DATA RECORDS.
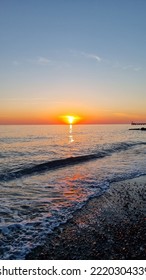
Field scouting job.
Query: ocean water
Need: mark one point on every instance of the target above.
(47, 172)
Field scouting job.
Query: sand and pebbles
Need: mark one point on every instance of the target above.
(112, 226)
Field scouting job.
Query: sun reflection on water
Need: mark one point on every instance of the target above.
(70, 134)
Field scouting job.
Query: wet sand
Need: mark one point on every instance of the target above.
(112, 226)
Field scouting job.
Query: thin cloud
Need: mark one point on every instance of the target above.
(126, 67)
(92, 56)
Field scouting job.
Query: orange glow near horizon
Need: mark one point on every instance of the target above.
(68, 119)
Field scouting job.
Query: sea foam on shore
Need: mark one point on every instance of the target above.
(112, 226)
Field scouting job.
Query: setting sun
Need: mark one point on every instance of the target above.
(70, 119)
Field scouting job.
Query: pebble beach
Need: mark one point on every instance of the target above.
(112, 226)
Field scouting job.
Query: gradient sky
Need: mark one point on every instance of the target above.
(80, 57)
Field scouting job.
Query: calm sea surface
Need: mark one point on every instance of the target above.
(47, 172)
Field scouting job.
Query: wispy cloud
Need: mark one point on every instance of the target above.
(126, 67)
(92, 56)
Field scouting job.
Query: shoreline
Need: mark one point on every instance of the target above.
(112, 226)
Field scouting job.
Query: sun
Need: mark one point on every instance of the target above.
(70, 119)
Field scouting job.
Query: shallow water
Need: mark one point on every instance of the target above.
(47, 172)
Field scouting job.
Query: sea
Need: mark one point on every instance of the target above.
(47, 172)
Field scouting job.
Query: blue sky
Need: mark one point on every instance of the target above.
(86, 56)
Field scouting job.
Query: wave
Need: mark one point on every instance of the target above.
(61, 163)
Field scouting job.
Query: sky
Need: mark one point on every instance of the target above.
(72, 57)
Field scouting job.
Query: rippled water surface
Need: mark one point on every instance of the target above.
(47, 172)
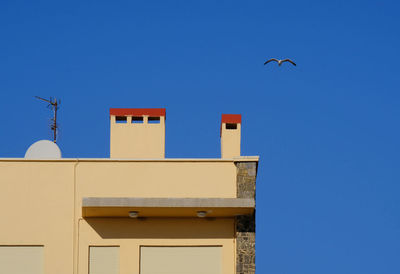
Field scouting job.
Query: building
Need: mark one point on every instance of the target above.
(135, 212)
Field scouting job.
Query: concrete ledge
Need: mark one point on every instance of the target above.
(166, 207)
(168, 202)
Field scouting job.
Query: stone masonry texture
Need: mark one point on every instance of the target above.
(245, 224)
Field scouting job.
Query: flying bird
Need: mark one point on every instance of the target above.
(280, 61)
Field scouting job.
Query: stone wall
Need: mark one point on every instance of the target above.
(245, 225)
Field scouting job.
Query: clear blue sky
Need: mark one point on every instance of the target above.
(327, 130)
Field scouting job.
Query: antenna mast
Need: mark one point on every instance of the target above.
(54, 106)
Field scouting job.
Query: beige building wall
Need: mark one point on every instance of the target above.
(41, 204)
(37, 208)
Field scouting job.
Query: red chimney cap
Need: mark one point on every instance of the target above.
(231, 118)
(137, 111)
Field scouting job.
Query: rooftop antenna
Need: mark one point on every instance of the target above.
(54, 106)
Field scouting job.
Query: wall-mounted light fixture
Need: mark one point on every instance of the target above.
(133, 214)
(201, 214)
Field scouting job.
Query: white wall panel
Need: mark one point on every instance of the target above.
(21, 259)
(104, 260)
(180, 260)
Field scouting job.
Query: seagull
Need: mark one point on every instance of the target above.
(280, 61)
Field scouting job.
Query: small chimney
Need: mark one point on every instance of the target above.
(137, 133)
(230, 135)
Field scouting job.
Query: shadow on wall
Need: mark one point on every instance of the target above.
(157, 228)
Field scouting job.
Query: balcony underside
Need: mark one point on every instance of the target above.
(166, 207)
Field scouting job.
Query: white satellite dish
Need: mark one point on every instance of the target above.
(43, 149)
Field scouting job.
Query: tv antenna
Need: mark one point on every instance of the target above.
(54, 105)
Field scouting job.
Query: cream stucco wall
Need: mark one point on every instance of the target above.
(40, 204)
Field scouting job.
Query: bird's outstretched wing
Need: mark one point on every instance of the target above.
(290, 61)
(270, 60)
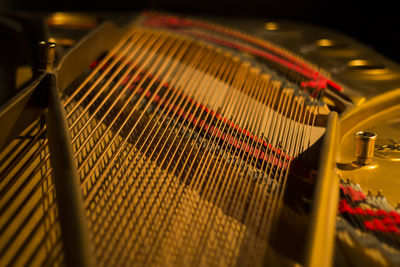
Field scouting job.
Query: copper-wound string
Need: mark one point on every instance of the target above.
(147, 174)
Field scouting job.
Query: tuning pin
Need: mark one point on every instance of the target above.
(365, 145)
(47, 54)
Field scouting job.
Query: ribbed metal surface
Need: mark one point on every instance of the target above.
(171, 143)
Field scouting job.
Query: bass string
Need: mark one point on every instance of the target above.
(135, 43)
(146, 147)
(111, 54)
(115, 87)
(184, 76)
(150, 157)
(165, 65)
(182, 189)
(137, 154)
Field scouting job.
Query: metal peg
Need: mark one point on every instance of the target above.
(47, 52)
(365, 145)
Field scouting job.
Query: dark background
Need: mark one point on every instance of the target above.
(374, 23)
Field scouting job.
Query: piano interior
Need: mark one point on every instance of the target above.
(162, 139)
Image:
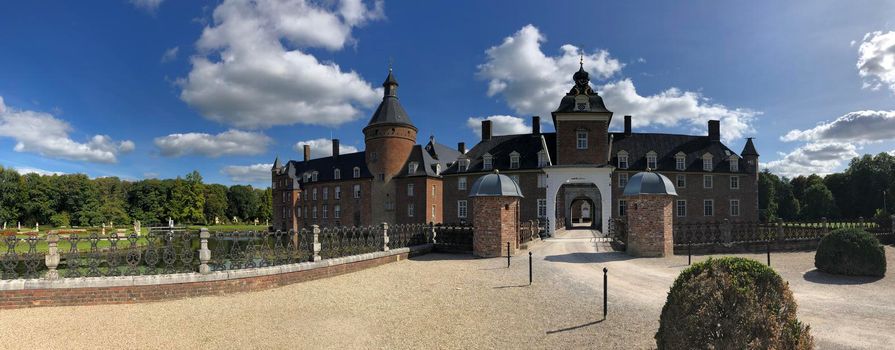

WHAT YOU NEED TO DO.
Determine the number of lines in the listing that hold the word "building", and supply that number and nothing further.

REPLY TO THE EXERCISE.
2